:: DATA SHOWN ::
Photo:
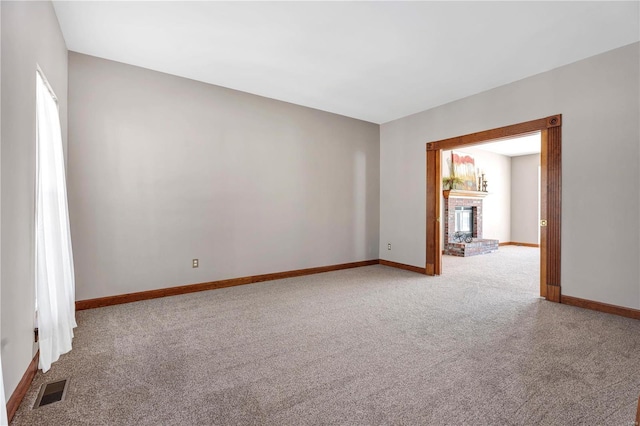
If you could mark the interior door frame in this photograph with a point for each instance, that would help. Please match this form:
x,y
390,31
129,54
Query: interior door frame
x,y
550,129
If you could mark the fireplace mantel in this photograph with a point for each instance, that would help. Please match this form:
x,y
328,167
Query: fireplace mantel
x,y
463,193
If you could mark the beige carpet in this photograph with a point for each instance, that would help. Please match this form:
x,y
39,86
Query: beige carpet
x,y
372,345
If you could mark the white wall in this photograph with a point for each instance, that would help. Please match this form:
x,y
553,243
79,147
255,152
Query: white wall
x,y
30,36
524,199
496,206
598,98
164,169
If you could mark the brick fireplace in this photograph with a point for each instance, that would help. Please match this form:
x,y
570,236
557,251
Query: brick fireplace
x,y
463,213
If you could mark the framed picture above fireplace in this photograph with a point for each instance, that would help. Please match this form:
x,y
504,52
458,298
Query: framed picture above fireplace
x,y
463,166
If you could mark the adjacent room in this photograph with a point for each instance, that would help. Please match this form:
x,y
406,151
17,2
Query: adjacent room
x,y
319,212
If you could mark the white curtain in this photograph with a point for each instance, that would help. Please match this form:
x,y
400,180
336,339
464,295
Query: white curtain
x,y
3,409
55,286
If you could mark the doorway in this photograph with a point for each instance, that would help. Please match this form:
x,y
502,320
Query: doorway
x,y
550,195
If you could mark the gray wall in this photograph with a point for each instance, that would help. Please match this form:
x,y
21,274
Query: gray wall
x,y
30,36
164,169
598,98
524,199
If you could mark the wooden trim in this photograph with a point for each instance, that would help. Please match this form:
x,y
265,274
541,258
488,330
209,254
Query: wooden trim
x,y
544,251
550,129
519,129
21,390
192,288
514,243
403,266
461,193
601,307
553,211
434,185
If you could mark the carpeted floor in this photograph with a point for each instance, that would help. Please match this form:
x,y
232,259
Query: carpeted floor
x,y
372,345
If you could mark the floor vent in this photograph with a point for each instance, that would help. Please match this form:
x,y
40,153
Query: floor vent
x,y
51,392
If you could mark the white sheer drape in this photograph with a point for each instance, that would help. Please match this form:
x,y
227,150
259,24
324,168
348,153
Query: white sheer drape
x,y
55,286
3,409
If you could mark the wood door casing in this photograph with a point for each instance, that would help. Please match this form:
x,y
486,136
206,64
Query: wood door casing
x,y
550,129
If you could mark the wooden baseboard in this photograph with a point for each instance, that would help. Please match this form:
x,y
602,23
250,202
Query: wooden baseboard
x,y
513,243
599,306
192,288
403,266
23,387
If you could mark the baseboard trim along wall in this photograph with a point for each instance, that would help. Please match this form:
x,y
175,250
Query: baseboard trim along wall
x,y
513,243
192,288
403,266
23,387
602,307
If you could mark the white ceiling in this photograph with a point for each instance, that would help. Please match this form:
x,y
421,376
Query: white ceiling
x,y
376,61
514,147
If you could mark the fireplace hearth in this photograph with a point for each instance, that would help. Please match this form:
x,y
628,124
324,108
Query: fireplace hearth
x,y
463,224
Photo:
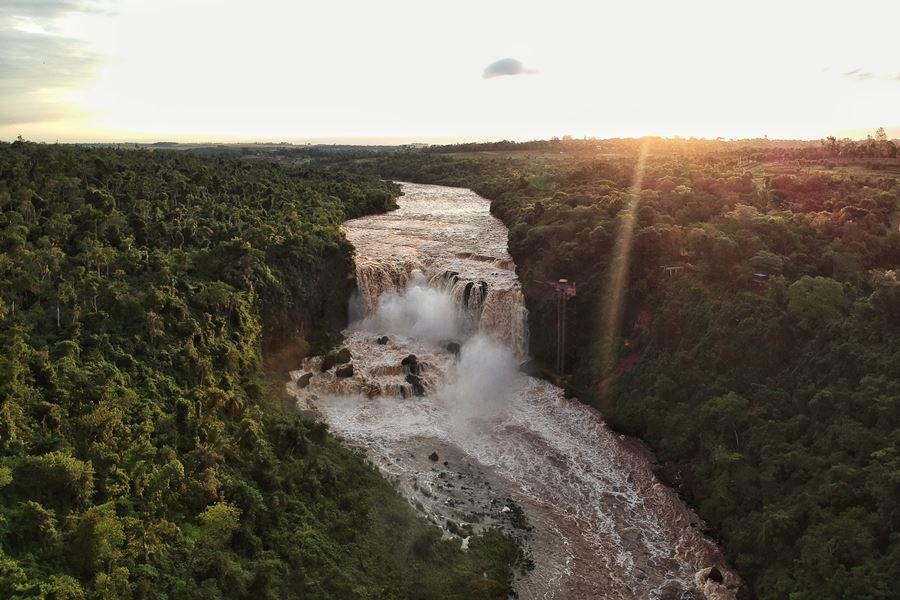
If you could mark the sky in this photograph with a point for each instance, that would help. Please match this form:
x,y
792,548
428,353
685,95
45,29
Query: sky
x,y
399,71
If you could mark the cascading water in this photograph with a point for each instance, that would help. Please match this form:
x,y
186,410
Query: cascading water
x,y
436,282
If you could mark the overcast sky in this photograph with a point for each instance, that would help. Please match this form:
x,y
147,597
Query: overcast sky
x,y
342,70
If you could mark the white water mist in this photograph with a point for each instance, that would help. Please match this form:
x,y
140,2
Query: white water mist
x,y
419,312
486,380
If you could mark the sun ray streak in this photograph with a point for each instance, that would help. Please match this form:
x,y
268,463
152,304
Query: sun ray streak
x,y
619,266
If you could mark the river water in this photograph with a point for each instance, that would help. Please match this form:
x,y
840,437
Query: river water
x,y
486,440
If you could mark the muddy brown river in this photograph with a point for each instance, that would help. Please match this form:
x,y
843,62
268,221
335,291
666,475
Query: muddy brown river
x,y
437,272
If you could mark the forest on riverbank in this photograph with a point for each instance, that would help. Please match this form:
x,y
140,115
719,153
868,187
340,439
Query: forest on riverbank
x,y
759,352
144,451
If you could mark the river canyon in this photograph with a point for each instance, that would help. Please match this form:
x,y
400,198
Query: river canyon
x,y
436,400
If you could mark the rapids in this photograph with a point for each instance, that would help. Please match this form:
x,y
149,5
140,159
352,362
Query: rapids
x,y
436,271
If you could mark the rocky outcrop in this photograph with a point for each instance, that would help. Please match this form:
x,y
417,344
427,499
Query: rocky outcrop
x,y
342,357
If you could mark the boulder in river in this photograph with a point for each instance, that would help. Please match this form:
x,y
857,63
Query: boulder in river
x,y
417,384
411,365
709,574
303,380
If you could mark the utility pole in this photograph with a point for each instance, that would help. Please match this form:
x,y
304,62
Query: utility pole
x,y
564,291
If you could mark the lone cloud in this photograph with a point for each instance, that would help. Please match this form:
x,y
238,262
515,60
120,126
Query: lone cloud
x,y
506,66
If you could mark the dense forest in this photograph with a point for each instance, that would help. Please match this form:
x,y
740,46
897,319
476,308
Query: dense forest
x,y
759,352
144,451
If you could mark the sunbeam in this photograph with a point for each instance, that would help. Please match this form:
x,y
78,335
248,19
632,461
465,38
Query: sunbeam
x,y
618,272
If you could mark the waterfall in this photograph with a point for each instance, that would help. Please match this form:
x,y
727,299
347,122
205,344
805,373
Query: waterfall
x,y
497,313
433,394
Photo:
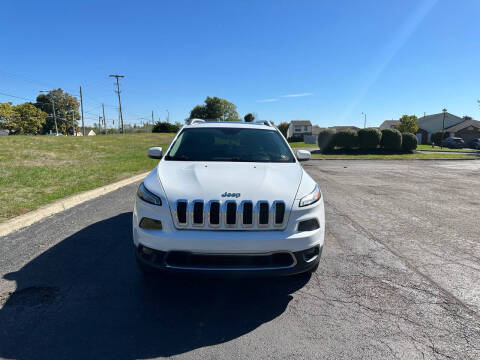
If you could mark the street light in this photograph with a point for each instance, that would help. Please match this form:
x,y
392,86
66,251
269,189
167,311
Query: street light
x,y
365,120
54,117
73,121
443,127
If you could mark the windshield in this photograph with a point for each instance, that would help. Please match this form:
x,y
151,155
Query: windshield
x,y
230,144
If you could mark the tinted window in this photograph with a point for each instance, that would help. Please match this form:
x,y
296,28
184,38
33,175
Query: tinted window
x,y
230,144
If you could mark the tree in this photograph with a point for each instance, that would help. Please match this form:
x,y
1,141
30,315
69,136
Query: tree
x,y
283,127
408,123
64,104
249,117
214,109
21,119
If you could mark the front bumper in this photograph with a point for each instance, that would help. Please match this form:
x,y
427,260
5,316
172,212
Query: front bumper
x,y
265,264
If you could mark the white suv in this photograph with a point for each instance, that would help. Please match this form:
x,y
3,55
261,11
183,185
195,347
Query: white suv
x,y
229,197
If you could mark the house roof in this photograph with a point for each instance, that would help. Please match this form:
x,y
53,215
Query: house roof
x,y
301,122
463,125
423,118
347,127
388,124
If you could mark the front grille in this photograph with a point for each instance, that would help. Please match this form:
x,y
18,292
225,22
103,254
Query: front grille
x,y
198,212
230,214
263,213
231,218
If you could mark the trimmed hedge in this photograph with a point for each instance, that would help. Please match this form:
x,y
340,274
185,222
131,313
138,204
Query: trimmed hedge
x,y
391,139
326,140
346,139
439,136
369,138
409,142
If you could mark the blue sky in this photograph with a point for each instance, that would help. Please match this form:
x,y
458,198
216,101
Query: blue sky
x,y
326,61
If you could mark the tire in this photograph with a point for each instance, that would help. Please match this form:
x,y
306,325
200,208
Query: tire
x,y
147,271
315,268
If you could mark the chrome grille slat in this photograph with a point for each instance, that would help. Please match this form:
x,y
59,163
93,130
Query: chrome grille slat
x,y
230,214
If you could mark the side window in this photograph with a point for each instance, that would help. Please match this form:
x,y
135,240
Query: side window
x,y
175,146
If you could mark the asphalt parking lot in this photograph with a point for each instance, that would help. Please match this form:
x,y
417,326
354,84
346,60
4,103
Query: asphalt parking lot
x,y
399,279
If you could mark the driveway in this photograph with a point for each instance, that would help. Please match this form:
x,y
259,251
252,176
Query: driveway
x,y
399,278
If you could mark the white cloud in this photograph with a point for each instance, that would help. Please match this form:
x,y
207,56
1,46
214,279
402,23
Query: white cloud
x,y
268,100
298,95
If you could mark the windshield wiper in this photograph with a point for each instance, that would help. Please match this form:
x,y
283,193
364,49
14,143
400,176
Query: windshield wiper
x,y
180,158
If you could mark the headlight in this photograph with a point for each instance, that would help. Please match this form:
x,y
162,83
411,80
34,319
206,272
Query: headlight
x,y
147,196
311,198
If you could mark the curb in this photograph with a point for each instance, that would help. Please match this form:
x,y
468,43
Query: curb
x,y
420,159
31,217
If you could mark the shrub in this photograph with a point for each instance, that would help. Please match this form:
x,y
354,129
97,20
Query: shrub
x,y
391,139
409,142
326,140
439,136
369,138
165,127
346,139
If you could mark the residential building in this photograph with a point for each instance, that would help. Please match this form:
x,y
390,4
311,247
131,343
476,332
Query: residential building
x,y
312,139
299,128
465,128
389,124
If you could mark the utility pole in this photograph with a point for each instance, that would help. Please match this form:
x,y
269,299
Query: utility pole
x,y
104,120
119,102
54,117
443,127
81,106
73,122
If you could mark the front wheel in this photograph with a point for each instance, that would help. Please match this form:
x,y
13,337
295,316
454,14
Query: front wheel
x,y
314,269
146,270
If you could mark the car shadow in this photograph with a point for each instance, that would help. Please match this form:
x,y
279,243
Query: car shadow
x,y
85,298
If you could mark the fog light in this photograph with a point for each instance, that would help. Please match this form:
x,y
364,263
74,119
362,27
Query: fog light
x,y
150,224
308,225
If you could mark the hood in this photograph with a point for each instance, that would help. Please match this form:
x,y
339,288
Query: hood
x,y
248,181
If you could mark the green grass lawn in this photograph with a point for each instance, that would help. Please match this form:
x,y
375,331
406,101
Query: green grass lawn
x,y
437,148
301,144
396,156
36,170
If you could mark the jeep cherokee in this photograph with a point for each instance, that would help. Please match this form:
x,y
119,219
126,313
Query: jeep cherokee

:: EXERCISE OBJECTIVE ::
Reproduce only the lines running from the one with "If you could mark the headlight" through the final line of the listing above, both ends included.

:: WRITTEN RESPONSE ::
If you could mark the headlight in this photograph with a point for each instance, that would help. Please match this form:
x,y
162,83
411,80
34,319
206,272
Query: headlight
x,y
147,196
311,198
If you could mark the curb in this photograph with a point for each instance, that would help. Please match this form:
x,y
468,43
Query: curb
x,y
420,159
31,217
If you could mark the shrub in this photograph with a point for each instance, that would help. Please match this form:
x,y
354,129
97,20
Query: shrub
x,y
391,139
409,142
326,140
439,136
369,138
165,127
346,139
If you could mark the residential building in this photograph with a point for each instance, that would help. Please match this form:
x,y
390,4
311,247
131,343
476,332
Query: residential building
x,y
312,139
299,128
465,128
389,124
If you could mark the utility pole in this photograph with a point for each instance, that would help. Please match this form:
x,y
269,299
Query: utility pole
x,y
104,120
119,102
54,117
443,127
81,106
73,122
If you could mark the front wheel in this photograph with a point for each instance, that would help. Please match this form:
x,y
13,337
295,316
454,14
Query: front wheel
x,y
314,269
146,270
If you could mark the car shadow in this photograph with a point for each instance, that would help. Please match this form:
x,y
279,243
Query: car shadow
x,y
85,298
If you could mark the fog light in this photograph with a point for each instance, that would help. Please match this form:
x,y
364,263
74,119
362,27
Query: fog light
x,y
150,224
308,225
If you could mark the hood in this photograph with a point for each instance, that would help. Please match this form:
x,y
339,288
Query: hood
x,y
248,181
If you could mark the green grass lawn in this photograph with a point for each instance, that would help. Please match this form:
x,y
375,331
406,101
Query: green grass lawn
x,y
437,148
301,144
396,156
36,170
If you could mark the jeep cherokee in this photograph with a point for each instance, that would help. Please match this form:
x,y
119,219
126,313
Query: jeep cherokee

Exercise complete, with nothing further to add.